§ **Tasks to carry out**:
A - List every person named in the notes below on Paul Graham's The Present and the decisive moment.
B - Extend the notes below on Paul Graham's The Present and the decisive moment past their final sentence.

§ **Selected extract**:
►

The Present – Paul Graham reviewed by Colin Pantall

In Colin Pantall’s review of Graham’s book The Present, Pantall, C. (2012), he highlights how the images presented are the opposite of the decisive moment, so much so that we are left in the position of not knowing what we are looking at.

Pantall suggests that Graham’s images are open to the interpretation of the viewer, that each image allows the viewer to seek out what draws their attention rather than what the artist wanted to draw their attention to.

The presentation of the images as diptychs and triptychs aids this by providing the opportunity to flick between similar images looking for differences.

It’s a bit like playing a game of Spot the Difference but where you haven’t been told how many differences there are.

To fully understand what Pantall is talking about, you need to look at the images themselves. An online image search for “Paul Graham the Present” brings up a number of images from the book as well as photos taken of exhibition installations.

Each of the images that Paul Graham has used are fairly unremarkable, everyday scenes that could have been taken by a tourist. Ordinary people, doing ordinary things.

Each image is different to the others within it’s particular group. In nearly every image nothing remarkable is happening. You could see a similar scene on any street, in any city in the world. Although maybe not at the moment during the COVID-19 pandemic.

There are, however, exceptions. In one pair of images a group of people are seen walking along. In the second of the pair, one of the people, a woman, has fallen over and some of the others are gathered around her.

The actual moment that she fell has been missed. The Decisive Moment is not shown, whether it was missed accidentally or deliberately, or it was captured but not used does not matter. Instead we are left to witness the aftermath and speculate on the cause. We are left to interpret the image in our own way.

In actuality, using an image of the moment that the lady fell would have undermined the whole approach that Graham was aiming for and which Pantall brings to our attention in his review.

Zouhair Ghazzal

The article the indecisiveness of the decisive moment, decisive moments (2004), was a very difficult read. Not because it is complicated but because the layout of the text makes it very difficult to follow, leading to re-reading parts of the text, or even missing sections because of how the eye follows the text as it moves down the page. Copying it to something like Microsoft Word makes it easier to read and digest.

Ghazzal suggests that overuse of something can result in it being turned into a cliché, no matter who uses it, even Cartier-Bresson.

Capturing decisive moments has become harder to achieve in more recent times as photographers spend more time photographing the same subjects over and over.
The prevalence of selfies, Snapchat and Instagram where the subject tends to be the photographer rather than the environment around them or what is happening in it, supports this idea. The indecisive moment is more important today than the decisive one.
Even in photojournalism we are presented with the aftereffects of events and not the moment that they occur. Cartier-Besson’s image that defines the Decisive Moment or Robert Capa’s image of the Spanish infantryman are rarely seen now. Instead we are bombarded with similar images, telling us the same story over and over.

◄

§ **Input data**:
►

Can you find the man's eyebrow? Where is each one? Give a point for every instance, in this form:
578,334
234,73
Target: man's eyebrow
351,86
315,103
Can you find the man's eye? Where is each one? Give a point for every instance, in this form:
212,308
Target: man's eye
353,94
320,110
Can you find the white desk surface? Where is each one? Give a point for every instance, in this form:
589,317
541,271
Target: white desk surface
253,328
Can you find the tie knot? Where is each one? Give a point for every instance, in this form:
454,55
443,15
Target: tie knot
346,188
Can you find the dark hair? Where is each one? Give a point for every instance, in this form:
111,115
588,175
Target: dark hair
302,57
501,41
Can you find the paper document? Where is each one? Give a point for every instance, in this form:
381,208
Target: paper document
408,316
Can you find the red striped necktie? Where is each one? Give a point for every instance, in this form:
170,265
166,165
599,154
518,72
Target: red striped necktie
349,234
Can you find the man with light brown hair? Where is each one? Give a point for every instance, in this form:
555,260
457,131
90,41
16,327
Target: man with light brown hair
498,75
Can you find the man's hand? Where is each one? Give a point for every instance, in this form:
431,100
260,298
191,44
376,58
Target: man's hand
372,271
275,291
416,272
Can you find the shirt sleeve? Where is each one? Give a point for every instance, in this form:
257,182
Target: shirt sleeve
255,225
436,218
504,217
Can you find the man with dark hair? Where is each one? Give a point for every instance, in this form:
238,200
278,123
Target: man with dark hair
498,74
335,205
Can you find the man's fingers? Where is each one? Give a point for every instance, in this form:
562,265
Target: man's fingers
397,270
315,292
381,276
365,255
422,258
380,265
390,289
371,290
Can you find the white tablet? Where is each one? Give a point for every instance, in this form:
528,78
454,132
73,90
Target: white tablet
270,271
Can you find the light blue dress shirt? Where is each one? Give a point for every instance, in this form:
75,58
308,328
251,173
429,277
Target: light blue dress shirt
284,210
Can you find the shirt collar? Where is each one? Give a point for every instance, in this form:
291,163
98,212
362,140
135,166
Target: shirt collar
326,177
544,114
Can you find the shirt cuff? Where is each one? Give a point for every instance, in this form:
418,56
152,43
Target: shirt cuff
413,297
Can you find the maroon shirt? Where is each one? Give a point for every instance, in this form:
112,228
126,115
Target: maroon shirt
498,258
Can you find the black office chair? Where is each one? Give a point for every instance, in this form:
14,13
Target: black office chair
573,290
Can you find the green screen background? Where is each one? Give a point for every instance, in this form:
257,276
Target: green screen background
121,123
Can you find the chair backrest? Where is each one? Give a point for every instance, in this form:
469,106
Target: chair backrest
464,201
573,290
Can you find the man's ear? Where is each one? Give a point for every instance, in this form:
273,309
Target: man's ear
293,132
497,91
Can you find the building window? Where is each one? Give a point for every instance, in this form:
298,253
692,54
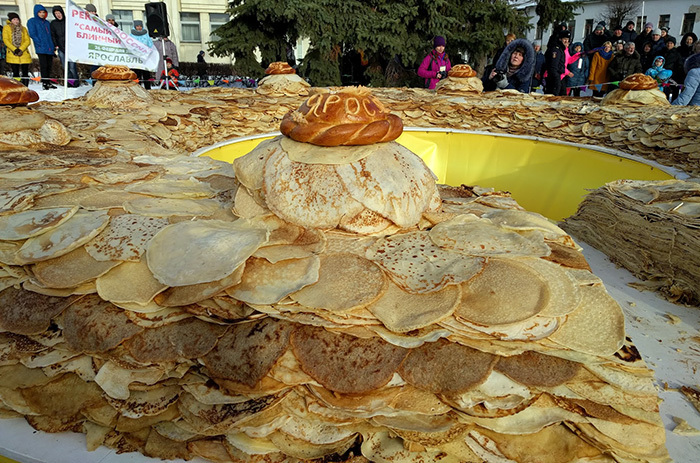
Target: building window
190,27
217,20
641,21
688,23
125,19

◄

§ **Solved problems**:
A - Colin Pantall, Paul Graham, Zouhair Ghazzal, Cartier-Bresson, Robert Capa

B -
For decisive moments it is the moving image whether from professional film crews or the person in the street with a smart phone that we can witness Decisive Moments. The moment that JFK was assassinated, the impact of the second aeroplane into the Twin Towers, the collapse of both the buildings. These are images that we are all familiar with, but the still images are single frames from a series of moving ones.
In the case of the Twin Tower, the majority of images were not captured by professionals but by amateurs who happened to be on the ground at the right moment.
Perhaps that is where the future of the Decisive moment lies, not with photographers such as Henri Cartier-Bresson but with the person on the street, caught up in events who has the presence of mind to take out their phone, hit the camera icon and begin filming.

Ghazzal, raises the issue of taking a series of images, each which on its own might have something decisive about it but when added to a series loses that meaning. How then do we ensure that we continue to show something decisive when we move beyond the single image and into a multiple of images that have a linked or overall meaning? How do we ensure that what is decisive about each image continues to stand out? Is it a simple matter of choosing the images that we use and only picking those where it is possible to discern a moment of importance?
The Falling Man image from 9-11 is iconic, it shows someone who has decided that they would rather jump from a building than burn to death.

The Falling Man
By Associated Press photographer Richard Drew

The image is important and shows just how overpowering the need to survive can be but the Decisive Moment, certainly for me, would have been the second that he jumped. At that point he had made a horrific decision and acted upon it. The moment he left the building, there was no way to go back, no way that it would be possible to recapture it.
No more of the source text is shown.